■ TASKS TO COMPLETE:
a: In the text on OpenCV filters and histograms, what does entry 1 of a histogram table contain?
b: Gather every line of the records that contains the word "dress".
══ DOCUMENT SECTION ══
The kernel value defines the weights by which each pixel gets multiplied and then the average of these pixels is taken.
The difference between various filters in the Kernel values, these kernel values can be generated using different Statical formulas like Gaussian, Median, bilateral etc.
To apply Filters there are 2 methods
- Applying filters with predefined kernels
- Applying filters with user defined kernels
Applying filters with predefined kernels
OpenCV Defines these filters by default
- blur
- gaussianBlur
- MedianBlur
- BoxFilter
- bilateralFilter
Applying filters with user defined kernels
I am finding it hard to explain via words hence check it out with code
/**
* ####################################################################
* Applying your own filter by defining your own kernel
* ####################################################################
*/
// Construct kernel (all entries initialized to 0)
Mat kernel(3,3,CV_32F,cv::Scalar(0));
/**
* Kernel that I have defined is
*
* [ 0, -1, 0 ]
* [-1, 5,-1 ]
* [ 0, -1, 0 ]
*
* Apparently this kernel sharpens the image
*
*/
// assigns kernel values
kernel.at<float>(1,1)= 5.0;
kernel.at<float>(0,1)= -1.0;
kernel.at<float>(2,1)= -1.0;
kernel.at<float>(1,0)= -1.0;
kernel.at<float>(1,2)= -1.0;
//filter the image
filter2D(image,result,image.depth(),kernel);
namedWindow( "Filtered 1", 0 );
/* Show the image */
imshow("Filtered 1", result); // Shows output image on window
Practical uses of Filtering
- Blur the image
- Sharpen the image
- Segmentation
- Filtering Edges
- Skin Detection
- Pre-processing for thresholding
Histogram
A histogram is representation of the frequency of the values of pixels.
Mathematically A histogram is a Table where Entry 0 will contain number of pixels that have 0 value, Entry 1 will contain number of pixels that have 1 value, so on..
Compute Histogram in OpenCV
OpenCV Provides a function to calculate Histogram of any one channel
calcHist(&image, 1, 0, Mat(), hist, 1, &histSize, 0);
Here is the snippet on how to use the function
Mat hist, image;
//Read original image
Mat src = imread("img.jpg");
//Convert color image to gray level image
cvtColor(src, image, CV_RGB2GRAY);
/**
* Calculate the histogram
*/
calcHist(&image, 1, 0, Mat(), hist, 1, &histSize, 0);
To know more, click here.
Equalizing the Histogram
Equalizing means all the table entries of the Histogram must contain equal number of pixels.
Note: Practically this is not possible so practically the hidtogram equalization tries to do equalize the table entries at its best without deforming the image.
═══
══ DATA LINES ══
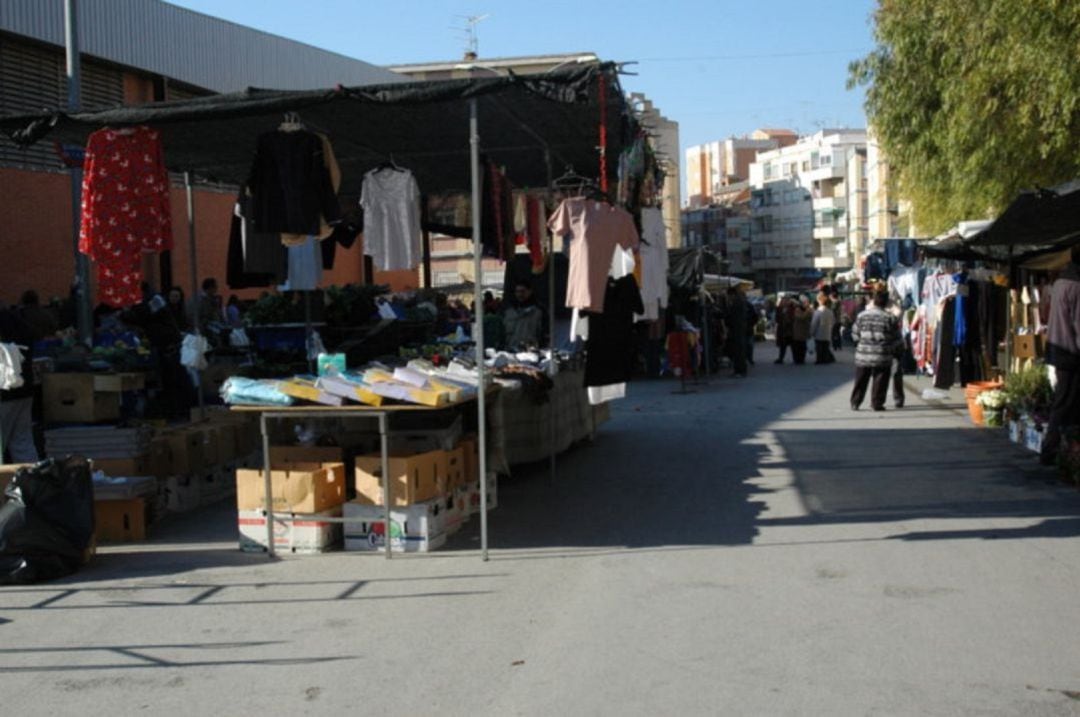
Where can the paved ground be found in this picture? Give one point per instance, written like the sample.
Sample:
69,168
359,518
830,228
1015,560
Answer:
754,548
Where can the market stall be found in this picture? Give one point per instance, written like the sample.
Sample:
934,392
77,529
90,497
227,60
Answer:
429,130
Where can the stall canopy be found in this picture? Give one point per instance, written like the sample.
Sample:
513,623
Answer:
687,267
1036,222
418,125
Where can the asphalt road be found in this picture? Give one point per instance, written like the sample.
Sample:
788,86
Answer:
753,548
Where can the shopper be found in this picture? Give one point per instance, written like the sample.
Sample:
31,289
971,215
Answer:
233,315
738,325
877,340
838,314
177,309
800,329
1064,355
208,305
785,327
16,404
522,319
821,329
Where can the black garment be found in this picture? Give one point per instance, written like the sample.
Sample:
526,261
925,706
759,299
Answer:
823,354
945,364
878,391
1064,411
262,261
291,186
898,382
609,351
799,352
13,329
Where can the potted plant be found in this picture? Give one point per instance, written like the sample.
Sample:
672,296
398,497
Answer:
993,403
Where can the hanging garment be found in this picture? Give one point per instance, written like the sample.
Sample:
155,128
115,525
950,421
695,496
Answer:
254,259
653,262
609,351
535,232
305,267
497,213
291,185
329,161
125,208
596,228
391,202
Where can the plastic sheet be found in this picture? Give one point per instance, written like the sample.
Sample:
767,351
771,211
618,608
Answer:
46,522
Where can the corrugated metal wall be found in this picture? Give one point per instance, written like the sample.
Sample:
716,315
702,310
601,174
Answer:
31,78
188,46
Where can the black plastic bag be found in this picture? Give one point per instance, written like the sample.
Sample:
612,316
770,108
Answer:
46,522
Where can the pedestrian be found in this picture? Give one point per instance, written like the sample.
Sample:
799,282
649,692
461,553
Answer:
800,329
821,329
785,327
1064,355
738,320
877,338
838,314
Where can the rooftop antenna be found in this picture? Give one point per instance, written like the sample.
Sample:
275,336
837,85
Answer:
472,40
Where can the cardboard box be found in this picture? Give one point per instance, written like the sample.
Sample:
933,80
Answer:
73,398
493,495
413,478
305,536
123,467
310,488
120,521
455,469
186,449
457,510
417,528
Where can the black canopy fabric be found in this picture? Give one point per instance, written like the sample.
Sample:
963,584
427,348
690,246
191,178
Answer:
687,267
1035,224
422,126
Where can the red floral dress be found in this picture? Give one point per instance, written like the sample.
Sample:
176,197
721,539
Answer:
125,208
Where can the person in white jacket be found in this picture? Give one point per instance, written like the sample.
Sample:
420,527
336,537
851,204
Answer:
821,330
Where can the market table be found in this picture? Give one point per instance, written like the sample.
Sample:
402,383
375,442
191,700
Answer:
382,414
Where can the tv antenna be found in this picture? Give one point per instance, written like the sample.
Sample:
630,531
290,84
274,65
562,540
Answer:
472,39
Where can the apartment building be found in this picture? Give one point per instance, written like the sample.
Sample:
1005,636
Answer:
724,226
717,164
809,207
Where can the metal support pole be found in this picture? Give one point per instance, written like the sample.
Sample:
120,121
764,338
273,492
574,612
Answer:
192,258
385,452
552,369
478,328
267,485
84,320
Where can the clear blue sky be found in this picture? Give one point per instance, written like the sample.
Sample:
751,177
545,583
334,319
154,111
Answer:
717,67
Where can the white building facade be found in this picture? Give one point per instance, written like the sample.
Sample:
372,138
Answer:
809,207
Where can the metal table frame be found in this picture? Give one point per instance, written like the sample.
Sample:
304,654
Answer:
380,413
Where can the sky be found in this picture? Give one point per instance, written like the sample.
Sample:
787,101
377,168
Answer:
717,67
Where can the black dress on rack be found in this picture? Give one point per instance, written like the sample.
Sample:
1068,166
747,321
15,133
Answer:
609,350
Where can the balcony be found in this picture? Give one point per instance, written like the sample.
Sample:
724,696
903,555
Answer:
834,232
832,262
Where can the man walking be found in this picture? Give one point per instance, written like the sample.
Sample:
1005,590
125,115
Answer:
877,339
1064,356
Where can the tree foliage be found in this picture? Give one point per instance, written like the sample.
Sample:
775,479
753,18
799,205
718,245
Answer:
973,100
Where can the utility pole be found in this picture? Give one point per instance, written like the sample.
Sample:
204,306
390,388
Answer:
83,318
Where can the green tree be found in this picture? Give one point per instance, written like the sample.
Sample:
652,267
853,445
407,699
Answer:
973,100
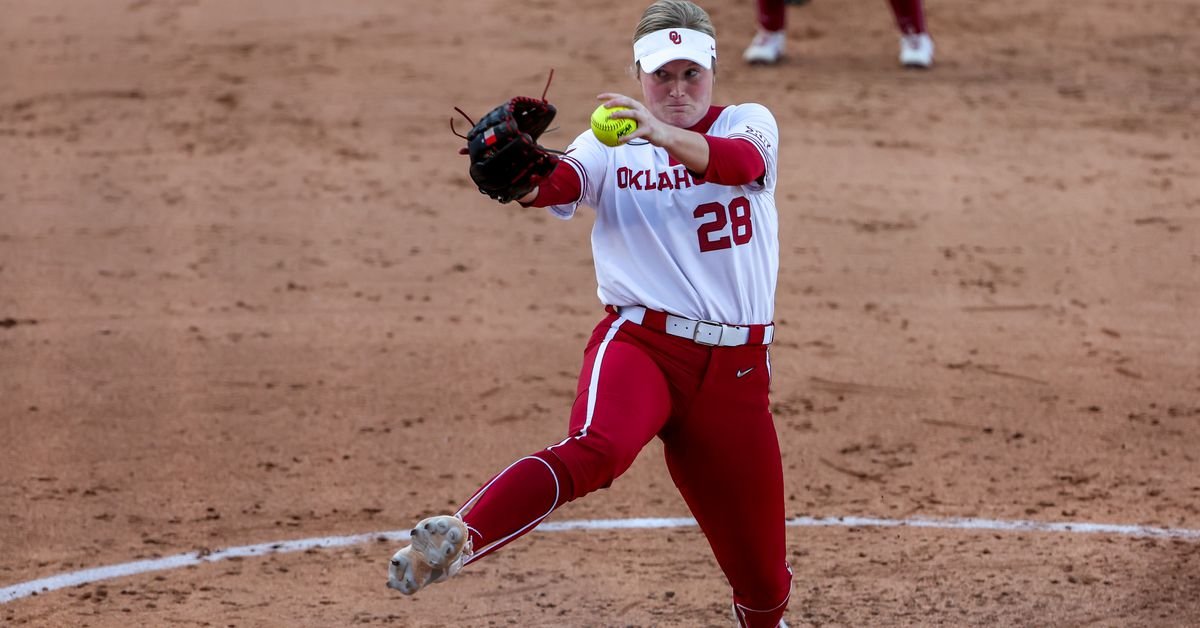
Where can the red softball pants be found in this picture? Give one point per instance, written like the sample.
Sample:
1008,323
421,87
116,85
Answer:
709,406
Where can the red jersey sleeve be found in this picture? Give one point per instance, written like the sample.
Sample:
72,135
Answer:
733,161
561,187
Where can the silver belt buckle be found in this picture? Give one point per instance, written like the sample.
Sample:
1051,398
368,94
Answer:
696,334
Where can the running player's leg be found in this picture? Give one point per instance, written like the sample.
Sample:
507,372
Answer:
916,45
910,16
772,15
622,404
724,456
767,46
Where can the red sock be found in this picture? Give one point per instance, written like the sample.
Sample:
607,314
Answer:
910,16
771,15
516,500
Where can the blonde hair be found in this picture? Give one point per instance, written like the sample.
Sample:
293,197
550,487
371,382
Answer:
673,15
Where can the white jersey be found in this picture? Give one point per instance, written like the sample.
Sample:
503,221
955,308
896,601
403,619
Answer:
665,240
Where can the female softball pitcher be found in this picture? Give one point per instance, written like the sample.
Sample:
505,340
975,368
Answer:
687,256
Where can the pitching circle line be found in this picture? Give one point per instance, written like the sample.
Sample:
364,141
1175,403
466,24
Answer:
96,574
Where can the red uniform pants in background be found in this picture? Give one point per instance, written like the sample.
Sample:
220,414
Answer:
910,15
711,408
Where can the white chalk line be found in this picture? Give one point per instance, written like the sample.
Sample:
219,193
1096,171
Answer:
87,576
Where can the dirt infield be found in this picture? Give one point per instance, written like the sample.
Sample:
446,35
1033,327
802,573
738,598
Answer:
249,294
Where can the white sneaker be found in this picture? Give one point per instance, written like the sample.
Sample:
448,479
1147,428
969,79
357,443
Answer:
441,545
766,48
738,620
916,49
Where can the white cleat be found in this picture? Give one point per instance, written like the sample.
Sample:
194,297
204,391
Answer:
916,49
438,550
738,620
767,47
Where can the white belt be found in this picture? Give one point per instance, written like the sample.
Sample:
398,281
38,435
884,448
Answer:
701,332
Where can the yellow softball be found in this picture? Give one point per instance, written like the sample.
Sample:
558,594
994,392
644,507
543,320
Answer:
610,130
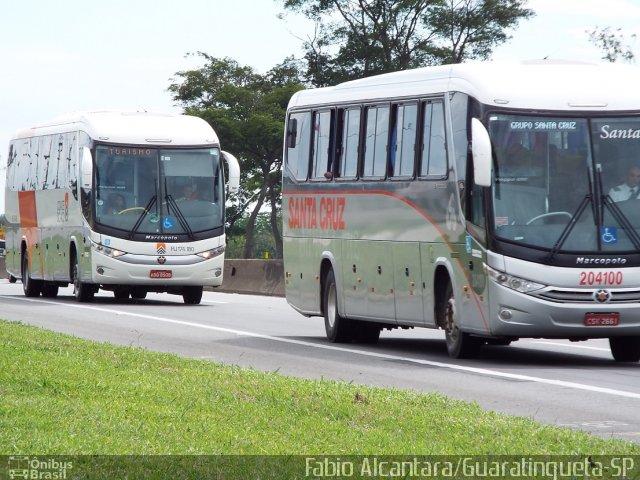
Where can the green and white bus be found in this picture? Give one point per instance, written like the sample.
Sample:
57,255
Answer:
97,199
484,199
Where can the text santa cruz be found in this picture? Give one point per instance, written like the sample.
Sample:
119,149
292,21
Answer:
607,132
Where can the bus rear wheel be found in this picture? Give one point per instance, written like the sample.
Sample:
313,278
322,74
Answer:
459,344
31,287
625,349
192,295
338,328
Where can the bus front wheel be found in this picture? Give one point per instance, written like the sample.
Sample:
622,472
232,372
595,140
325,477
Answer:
338,328
625,349
459,344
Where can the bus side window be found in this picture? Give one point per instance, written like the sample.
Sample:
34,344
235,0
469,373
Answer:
299,144
403,140
350,141
376,142
323,145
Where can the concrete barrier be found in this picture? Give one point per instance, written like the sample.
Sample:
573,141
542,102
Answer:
256,277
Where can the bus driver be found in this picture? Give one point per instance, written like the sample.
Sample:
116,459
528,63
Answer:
628,190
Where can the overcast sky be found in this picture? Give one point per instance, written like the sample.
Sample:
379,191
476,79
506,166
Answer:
69,55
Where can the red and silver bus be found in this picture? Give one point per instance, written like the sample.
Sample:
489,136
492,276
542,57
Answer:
493,201
131,202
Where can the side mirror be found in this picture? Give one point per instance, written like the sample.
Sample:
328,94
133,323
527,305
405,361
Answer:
481,152
87,168
292,132
233,182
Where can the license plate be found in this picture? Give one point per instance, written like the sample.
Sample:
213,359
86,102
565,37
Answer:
160,274
602,319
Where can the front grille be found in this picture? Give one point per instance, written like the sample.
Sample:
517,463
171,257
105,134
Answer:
586,296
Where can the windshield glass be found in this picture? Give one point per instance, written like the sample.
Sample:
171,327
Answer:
567,184
158,191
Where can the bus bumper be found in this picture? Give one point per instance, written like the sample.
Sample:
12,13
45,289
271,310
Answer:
182,270
516,314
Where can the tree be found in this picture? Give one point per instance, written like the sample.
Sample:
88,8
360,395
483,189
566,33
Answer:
359,38
247,110
612,43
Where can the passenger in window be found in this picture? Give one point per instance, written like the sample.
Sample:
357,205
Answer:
116,203
630,189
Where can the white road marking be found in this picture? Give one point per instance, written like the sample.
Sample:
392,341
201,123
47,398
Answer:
430,363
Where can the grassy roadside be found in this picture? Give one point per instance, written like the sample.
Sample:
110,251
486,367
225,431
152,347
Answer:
63,395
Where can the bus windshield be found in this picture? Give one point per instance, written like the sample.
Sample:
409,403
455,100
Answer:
567,184
158,191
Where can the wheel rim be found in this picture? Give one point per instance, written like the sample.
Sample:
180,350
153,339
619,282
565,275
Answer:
331,305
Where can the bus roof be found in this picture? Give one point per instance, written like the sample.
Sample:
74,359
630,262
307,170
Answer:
546,85
129,127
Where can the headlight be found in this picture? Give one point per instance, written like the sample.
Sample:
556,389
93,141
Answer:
211,253
514,283
108,251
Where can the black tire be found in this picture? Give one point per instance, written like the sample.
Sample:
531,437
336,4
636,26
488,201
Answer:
49,290
459,344
366,332
31,287
121,293
625,349
82,291
192,295
338,328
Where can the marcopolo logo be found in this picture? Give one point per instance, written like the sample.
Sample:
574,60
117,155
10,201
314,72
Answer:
21,467
600,261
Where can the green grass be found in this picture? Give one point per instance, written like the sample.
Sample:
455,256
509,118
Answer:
63,395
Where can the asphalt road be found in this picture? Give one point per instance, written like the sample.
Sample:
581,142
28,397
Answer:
577,385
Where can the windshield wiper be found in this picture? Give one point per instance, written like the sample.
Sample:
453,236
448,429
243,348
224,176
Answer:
183,221
588,198
146,210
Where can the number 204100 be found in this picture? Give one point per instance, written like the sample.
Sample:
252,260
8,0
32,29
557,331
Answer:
601,278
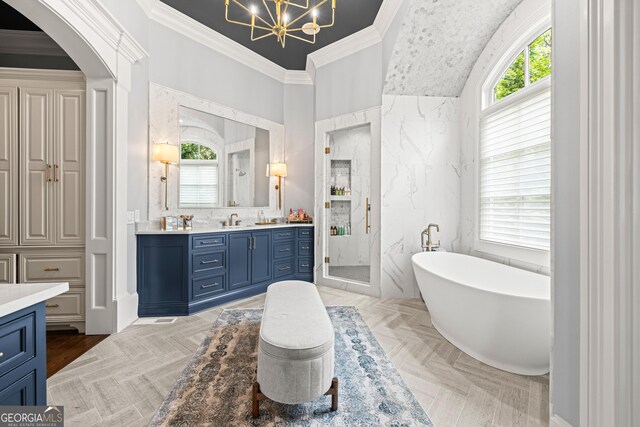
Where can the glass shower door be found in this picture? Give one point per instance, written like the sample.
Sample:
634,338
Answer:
348,221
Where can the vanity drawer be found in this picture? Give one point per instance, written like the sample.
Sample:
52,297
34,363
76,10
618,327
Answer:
283,268
305,232
305,265
68,307
209,241
38,268
7,268
283,250
305,247
209,261
283,234
17,341
208,286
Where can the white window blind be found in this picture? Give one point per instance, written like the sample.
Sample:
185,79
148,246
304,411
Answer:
515,173
198,184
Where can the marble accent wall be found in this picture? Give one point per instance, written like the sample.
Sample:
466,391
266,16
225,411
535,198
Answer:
164,111
420,183
439,42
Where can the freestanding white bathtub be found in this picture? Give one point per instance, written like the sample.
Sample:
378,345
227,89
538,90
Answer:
497,314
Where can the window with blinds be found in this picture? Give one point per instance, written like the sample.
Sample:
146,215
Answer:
198,184
515,173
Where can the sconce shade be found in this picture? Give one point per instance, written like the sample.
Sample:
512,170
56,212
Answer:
279,169
166,153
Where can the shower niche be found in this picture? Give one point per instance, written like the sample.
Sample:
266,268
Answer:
348,188
340,198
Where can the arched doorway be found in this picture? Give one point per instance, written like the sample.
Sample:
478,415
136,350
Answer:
104,52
═══
■ SOLUTIONS BELOW:
a: The number of pixels that have a value of 1.

b:
Where can the red floral dress be found in this picture? Give one point per instance, written like the sample.
Where can the black dress on rack be found in this picture? Give one point per instance, written like the sample.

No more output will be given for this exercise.